You are viewing a plain text version of this content. The canonical link for it is here.
Posted to user@flink.apache.org by Fanbin Bu <fa...@coinbase.com> on 2020/02/20 01:08:15 UTC

JDBC source running continuously

Hi,

My app creates the source from JDBC inputformat and running some sql and
print out. But the source terminates itself after the query is done. Is
there anyway to keep the source running?
samle code:
val env = StreamExecutionEnvironment.getExecutionEnvironment
val settings = EnvironmentSettings.newInstance()
      .useBlinkPlanner()
      .inStreamingMode()
      .build()
val tEnv = StreamTableEnvironment.create(env, settings)
val inputFormat = JDBCInputFormat.buildJDBCInputFormat.setQuery("select *
from table")... .finish()
val source = env.createInput(inputFormat)
tEnv.registerTableSource(source)
val queryResult = tEnv.sqlQuery("select * from awesomeSource")
queryResult.insertInto(mySink)


I searched around and its suggested to use .iterate(). can somebody give
more examples on how to use it in this case?

Thanks,
Fanbin

Re: JDBC source running continuously

Posted by Fanbin Bu <fa...@coinbase.com>.
Jark,

Thank you for the reply.
By running continuously, I meant the source operator does not finish after
all the data is read. Similar to ContinuousFileMonitoringFunction, i'm
thinking of a continuously database monitoring function.  The reason for
doing this is to  enable savepoint for my pipeline (savepoint does not work
for finished operators).

The following code shows that the format will close once it reads all data:

while (isRunning && !format.reachedEnd()) {
   nextElement = format.nextRecord(nextElement);
   if (nextElement != null) {
      ctx.collect(nextElement);
   } else {
      break;
   }
}
format.close();
completedSplitsCounter.inc();

if (isRunning) {
   isRunning = splitIterator.hasNext();
}

Is there any way to keep the operator running but not reading any data and
also enable proper savepoint?

Thanks,
Fanbin



On Fri, Feb 21, 2020 at 12:32 AM Jark Wu <im...@gmail.com> wrote:

> Hi Fanbin,
>
> .iterate() is not available on Table API, it's an API of DataStream.
> Currently, the JDBC source is a bounded source (a snapshot of table at the
> execution time), so the job will finish when it processes all the data.
>
> Regarding to your requirement, "running continuously with JDBC source", we
> should make it clear what do you want the source to read after the full
> snapshot:
> 1) read a full snapshot again
> 2) read new inserted rows
> 3) read new inserted rows and updated rows and deleted rows.
━━━━
» AIM OF THE EXERCISE
Pick up the mailing-list thread on keeping a Flink JDBC source running continuously, starting from the point at which it stops. The listing below comes from a separate source and is unrelated to the thread.
━━━━
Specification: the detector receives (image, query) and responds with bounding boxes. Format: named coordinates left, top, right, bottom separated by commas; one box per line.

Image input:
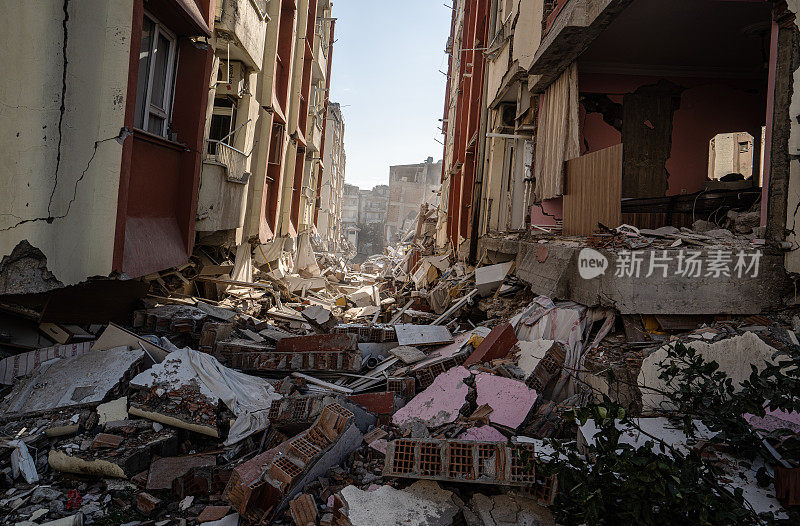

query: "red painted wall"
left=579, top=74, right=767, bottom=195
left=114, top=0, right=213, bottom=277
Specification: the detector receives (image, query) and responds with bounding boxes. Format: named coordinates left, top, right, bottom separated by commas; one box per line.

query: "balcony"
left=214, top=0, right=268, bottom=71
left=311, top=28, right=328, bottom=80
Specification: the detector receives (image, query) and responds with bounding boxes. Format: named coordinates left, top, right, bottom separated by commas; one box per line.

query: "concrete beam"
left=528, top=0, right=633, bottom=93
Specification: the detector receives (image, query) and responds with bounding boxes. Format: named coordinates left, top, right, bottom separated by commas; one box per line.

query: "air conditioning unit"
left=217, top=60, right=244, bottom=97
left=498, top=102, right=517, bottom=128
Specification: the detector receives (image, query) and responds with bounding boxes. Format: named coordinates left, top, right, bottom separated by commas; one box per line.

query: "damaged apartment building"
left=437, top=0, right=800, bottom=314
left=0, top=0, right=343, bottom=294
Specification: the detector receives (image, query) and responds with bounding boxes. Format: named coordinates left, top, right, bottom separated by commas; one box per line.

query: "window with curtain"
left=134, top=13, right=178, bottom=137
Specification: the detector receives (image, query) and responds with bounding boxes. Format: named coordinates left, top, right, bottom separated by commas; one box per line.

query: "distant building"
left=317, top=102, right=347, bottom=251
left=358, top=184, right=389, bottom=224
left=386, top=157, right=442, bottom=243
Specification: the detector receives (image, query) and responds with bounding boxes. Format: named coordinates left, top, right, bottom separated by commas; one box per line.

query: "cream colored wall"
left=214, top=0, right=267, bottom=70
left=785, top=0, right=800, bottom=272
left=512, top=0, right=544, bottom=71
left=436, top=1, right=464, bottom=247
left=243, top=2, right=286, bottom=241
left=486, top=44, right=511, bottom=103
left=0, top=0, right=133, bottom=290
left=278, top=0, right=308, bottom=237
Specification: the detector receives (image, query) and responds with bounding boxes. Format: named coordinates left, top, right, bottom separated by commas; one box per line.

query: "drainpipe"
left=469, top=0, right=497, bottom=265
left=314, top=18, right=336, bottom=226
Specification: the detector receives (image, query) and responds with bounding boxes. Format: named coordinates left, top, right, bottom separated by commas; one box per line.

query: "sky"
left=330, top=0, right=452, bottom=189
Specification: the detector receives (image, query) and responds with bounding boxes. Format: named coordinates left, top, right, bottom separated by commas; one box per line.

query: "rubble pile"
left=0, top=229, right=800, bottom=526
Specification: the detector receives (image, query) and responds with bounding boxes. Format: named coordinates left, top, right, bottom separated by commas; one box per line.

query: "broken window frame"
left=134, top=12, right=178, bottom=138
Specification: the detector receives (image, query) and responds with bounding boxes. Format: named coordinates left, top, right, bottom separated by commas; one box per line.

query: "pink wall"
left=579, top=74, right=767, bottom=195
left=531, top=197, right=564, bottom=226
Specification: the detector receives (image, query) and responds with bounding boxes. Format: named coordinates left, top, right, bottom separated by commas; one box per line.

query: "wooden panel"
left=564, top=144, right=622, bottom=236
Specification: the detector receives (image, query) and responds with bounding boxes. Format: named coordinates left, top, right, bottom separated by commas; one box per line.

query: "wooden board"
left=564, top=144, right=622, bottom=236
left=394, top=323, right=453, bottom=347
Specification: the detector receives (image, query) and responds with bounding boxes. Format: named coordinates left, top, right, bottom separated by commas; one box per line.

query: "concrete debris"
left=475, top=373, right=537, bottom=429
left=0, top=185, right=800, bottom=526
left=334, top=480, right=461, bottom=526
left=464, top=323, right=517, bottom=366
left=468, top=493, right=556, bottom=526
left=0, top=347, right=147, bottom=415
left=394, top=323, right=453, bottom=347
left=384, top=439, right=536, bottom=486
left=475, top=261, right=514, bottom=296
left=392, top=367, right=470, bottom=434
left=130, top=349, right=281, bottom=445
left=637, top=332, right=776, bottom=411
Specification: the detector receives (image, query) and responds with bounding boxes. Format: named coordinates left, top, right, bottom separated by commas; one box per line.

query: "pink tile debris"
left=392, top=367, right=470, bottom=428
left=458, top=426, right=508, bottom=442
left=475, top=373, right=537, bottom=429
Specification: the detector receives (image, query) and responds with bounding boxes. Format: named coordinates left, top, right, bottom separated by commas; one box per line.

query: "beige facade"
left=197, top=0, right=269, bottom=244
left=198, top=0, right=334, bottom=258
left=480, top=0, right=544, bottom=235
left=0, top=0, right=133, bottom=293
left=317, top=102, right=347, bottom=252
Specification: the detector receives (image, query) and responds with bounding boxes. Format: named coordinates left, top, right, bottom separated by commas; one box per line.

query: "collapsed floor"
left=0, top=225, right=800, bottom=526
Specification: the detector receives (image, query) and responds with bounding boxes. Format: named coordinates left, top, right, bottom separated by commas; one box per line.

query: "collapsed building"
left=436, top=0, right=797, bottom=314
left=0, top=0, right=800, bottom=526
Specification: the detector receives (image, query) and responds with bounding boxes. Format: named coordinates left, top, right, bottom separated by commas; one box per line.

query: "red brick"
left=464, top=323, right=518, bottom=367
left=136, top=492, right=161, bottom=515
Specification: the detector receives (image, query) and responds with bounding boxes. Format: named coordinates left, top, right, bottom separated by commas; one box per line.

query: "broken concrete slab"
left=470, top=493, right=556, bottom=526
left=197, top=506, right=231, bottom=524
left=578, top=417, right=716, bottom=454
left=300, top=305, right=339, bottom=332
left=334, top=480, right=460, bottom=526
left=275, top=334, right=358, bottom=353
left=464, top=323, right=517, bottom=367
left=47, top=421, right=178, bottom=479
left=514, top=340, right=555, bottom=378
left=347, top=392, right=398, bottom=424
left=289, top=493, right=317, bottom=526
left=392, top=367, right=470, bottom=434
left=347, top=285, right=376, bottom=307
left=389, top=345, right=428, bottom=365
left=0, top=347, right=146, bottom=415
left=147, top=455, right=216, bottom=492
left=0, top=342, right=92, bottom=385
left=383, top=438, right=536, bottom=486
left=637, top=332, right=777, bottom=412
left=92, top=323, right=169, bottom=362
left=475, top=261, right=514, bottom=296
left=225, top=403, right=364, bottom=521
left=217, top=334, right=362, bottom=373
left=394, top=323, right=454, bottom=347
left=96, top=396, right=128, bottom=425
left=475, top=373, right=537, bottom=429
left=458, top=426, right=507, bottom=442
━━━━
» WRITTEN RESPONSE
>
> For (1), you can create your own jdbc input format based on
> JDBCInputFormat, trying to re-execute the SQL query while reading the last
> row from DB in nextRecord. (this is the answer in the stackoverflow [1]).
> For (2), in the nextRecord(), you need to execute a SQL query with a
> filter to fetch rows which are greater than the last max ID or max created
> time.
> For (3), this is a changelog support, which will be supported natively in
> 1.11 in Flink SQL.
>
> Best,
> Jark
>
>
> On Fri, 21 Feb 2020 at 02:35, Fanbin Bu <fa...@coinbase.com> wrote:
>
>>
>> https://stackoverflow.com/questions/48151881/how-to-run-apache-flink-streaming-job-continuously-on-flink-server
>>
>> On Thu, Feb 20, 2020 at 3:14 AM Chesnay Schepler <ch...@apache.org>
>> wrote:
>>
>>> Can you show us where you found the suggestion to use iterate()?
>>>
>>> On 20/02/2020 02:08, Fanbin Bu wrote:
>>> > Hi,
>>> >
>>> > My app creates the source from JDBC inputformat and running some sql
>>> > and print out. But the source terminates itself after the query is
>>> > done. Is there anyway to keep the source running?
>>> > samle code:
>>> > val env = StreamExecutionEnvironment.getExecutionEnvironment
>>> > val settings = EnvironmentSettings.newInstance()
>>> >       .useBlinkPlanner()
>>> >       .inStreamingMode()
>>> >       .build()
>>> > val tEnv = StreamTableEnvironment.create(env, settings)
>>> > val inputFormat
>>> > = JDBCInputFormat.buildJDBCInputFormat.setQuery("select * from
>>> > table")... .finish()
>>> > val source = env.createInput(inputFormat)
>>> > tEnv.registerTableSource(source)
>>> > val queryResult = tEnv.sqlQuery("select * from awesomeSource")
>>> > queryResult.insertInto(mySink)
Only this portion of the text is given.